**Task details**
Scan the records for the word "Target". Report each line where it occurs.

**Data to use**
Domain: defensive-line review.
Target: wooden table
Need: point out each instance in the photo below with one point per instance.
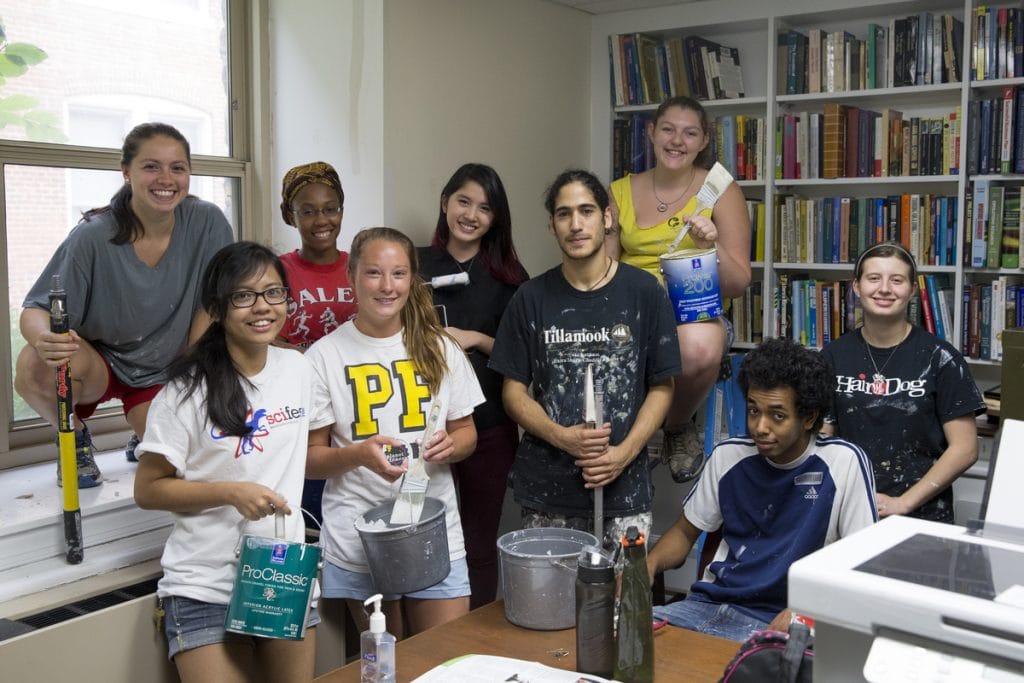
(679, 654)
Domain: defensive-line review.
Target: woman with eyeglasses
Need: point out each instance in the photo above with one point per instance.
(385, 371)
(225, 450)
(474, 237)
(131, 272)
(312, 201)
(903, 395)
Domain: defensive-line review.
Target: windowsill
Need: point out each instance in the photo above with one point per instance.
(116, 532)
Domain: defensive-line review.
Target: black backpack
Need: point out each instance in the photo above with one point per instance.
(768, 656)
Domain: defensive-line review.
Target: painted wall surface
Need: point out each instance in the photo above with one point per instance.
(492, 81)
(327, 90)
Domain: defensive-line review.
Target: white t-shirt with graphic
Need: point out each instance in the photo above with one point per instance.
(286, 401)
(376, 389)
--
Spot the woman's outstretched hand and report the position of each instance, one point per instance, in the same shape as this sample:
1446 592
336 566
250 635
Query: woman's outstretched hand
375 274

**Your solution**
Target: wooden table
Target: woman with eyeglasses
Target: windowsill
Target: black backpack
Target: painted wall surface
Target: white t-shirt with graphic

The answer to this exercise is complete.